» **What is needed**
Return, exactly and in full, the lines of the records below starting at the one with "Annotation guideline: for every instance of the red" and ending at the one with "Annotation guideline: for every instance of the orange", and no other lines.

» **Records to use**
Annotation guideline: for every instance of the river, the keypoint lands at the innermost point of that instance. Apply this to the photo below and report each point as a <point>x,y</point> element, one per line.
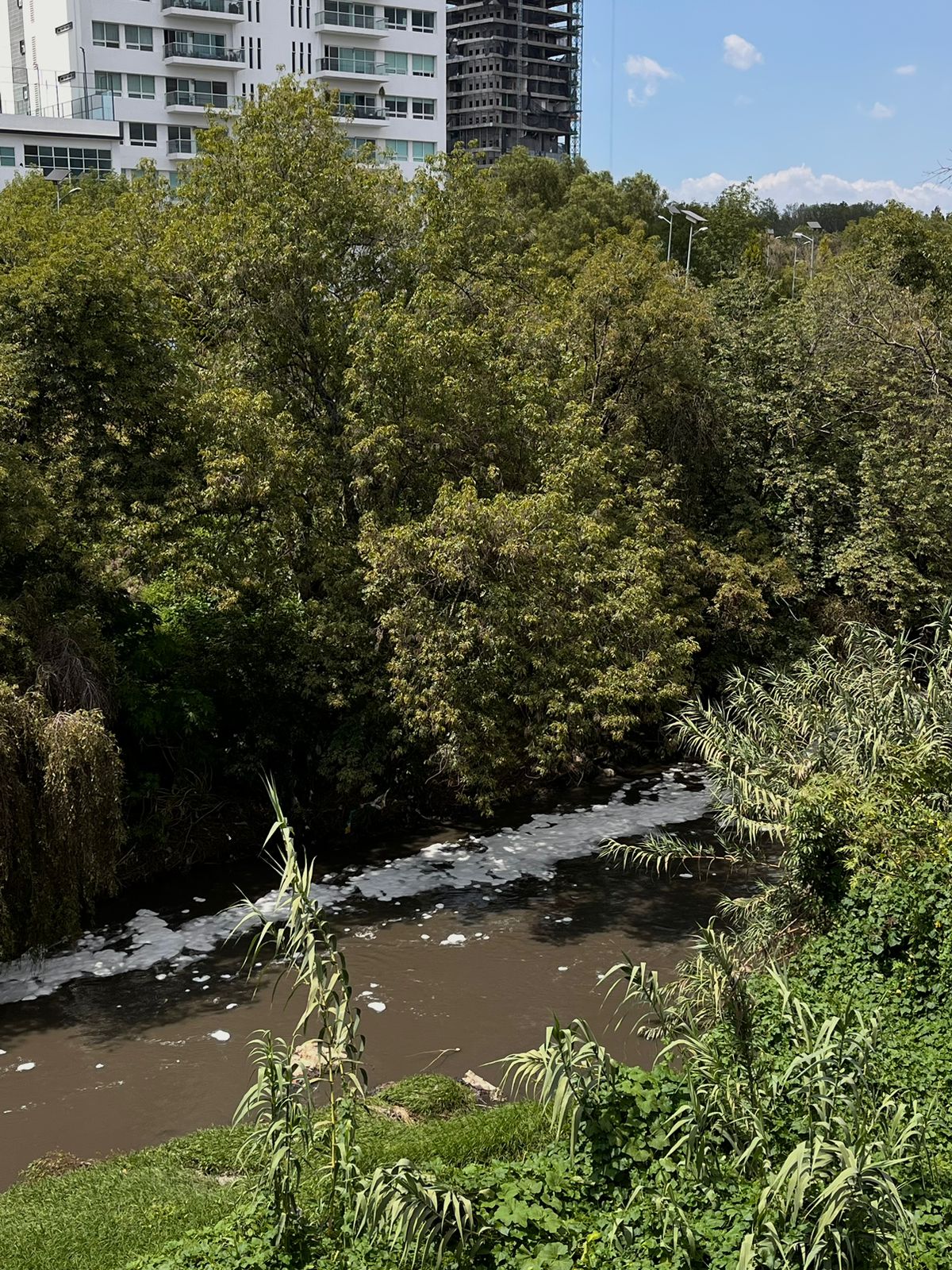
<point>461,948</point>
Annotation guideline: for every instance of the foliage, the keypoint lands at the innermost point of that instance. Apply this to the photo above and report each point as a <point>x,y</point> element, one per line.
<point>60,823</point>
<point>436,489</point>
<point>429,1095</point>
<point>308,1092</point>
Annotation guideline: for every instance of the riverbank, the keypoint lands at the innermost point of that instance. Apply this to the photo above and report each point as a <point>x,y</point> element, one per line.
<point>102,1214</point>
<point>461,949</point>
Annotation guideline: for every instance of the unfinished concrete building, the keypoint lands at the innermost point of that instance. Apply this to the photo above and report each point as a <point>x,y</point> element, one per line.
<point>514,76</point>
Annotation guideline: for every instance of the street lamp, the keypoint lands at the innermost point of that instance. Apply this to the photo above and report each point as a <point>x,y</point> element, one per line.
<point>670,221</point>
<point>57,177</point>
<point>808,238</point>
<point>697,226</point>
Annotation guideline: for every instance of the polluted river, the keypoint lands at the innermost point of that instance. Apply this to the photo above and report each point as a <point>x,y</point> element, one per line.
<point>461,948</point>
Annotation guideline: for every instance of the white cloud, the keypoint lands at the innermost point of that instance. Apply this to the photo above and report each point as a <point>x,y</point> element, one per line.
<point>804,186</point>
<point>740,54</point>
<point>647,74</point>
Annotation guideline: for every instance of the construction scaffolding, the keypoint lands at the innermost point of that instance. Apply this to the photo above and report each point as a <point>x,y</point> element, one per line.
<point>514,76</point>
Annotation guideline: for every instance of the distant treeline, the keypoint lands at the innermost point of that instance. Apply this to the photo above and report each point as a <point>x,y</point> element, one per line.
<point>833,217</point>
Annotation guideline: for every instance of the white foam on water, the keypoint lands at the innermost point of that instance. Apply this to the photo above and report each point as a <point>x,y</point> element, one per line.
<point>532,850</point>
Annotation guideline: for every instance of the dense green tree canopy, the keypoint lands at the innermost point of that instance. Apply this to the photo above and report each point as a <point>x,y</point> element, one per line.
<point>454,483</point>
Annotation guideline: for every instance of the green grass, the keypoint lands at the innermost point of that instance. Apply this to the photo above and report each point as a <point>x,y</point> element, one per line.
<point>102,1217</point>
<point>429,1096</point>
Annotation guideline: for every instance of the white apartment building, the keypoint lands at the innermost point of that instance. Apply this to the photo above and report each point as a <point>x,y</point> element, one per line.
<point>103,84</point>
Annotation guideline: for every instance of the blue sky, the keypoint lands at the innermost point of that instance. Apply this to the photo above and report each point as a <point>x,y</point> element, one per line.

---

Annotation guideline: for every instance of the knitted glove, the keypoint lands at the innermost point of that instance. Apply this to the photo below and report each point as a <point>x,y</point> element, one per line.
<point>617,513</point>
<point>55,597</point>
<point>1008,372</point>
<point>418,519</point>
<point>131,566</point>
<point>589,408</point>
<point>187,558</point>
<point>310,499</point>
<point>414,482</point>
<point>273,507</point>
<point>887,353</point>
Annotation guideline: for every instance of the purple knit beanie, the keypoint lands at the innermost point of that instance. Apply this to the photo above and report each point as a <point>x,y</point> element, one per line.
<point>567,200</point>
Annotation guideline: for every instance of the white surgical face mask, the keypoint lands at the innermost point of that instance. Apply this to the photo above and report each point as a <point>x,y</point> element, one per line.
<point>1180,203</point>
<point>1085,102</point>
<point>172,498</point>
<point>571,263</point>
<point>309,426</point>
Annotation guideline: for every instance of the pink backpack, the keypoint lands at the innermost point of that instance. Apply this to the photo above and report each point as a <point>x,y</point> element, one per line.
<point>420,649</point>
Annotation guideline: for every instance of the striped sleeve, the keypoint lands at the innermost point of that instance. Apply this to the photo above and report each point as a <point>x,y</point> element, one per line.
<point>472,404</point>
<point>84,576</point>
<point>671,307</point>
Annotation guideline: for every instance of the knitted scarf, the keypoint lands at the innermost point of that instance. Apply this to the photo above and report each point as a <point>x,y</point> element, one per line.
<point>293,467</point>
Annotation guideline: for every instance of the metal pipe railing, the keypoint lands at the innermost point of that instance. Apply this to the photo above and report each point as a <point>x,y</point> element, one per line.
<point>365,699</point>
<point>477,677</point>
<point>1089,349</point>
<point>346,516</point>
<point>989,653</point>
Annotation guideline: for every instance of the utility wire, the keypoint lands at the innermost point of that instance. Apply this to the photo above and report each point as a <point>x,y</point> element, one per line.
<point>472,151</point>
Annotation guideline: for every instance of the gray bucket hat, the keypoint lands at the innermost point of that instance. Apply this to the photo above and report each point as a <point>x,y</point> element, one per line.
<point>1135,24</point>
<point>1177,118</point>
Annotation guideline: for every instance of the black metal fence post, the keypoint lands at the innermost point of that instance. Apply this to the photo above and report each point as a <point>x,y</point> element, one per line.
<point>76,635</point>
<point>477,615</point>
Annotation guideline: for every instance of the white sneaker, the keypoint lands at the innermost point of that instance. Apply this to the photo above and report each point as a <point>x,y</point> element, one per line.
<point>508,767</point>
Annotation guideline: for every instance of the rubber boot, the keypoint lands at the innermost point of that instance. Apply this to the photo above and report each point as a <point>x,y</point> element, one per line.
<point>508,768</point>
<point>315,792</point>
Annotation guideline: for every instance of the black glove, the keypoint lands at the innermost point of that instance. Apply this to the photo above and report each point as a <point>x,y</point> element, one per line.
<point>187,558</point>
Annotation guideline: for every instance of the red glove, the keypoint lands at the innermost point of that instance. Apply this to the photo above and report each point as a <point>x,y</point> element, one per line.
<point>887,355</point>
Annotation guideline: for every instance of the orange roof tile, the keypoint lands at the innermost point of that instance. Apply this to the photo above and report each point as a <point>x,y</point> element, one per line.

» **Written reply**
Annotation guideline: for every instance of the red glove, the keypoint lands at the innermost point of that instance. Apply this to the photo above and report each point as a <point>x,y</point> element, one per line.
<point>887,355</point>
Annotation guideline: for every instance of the orange roof tile, the keypoint lands at the innermost point of that instance. Apply this to the photo above and report each point as a <point>x,y</point> element, one per line.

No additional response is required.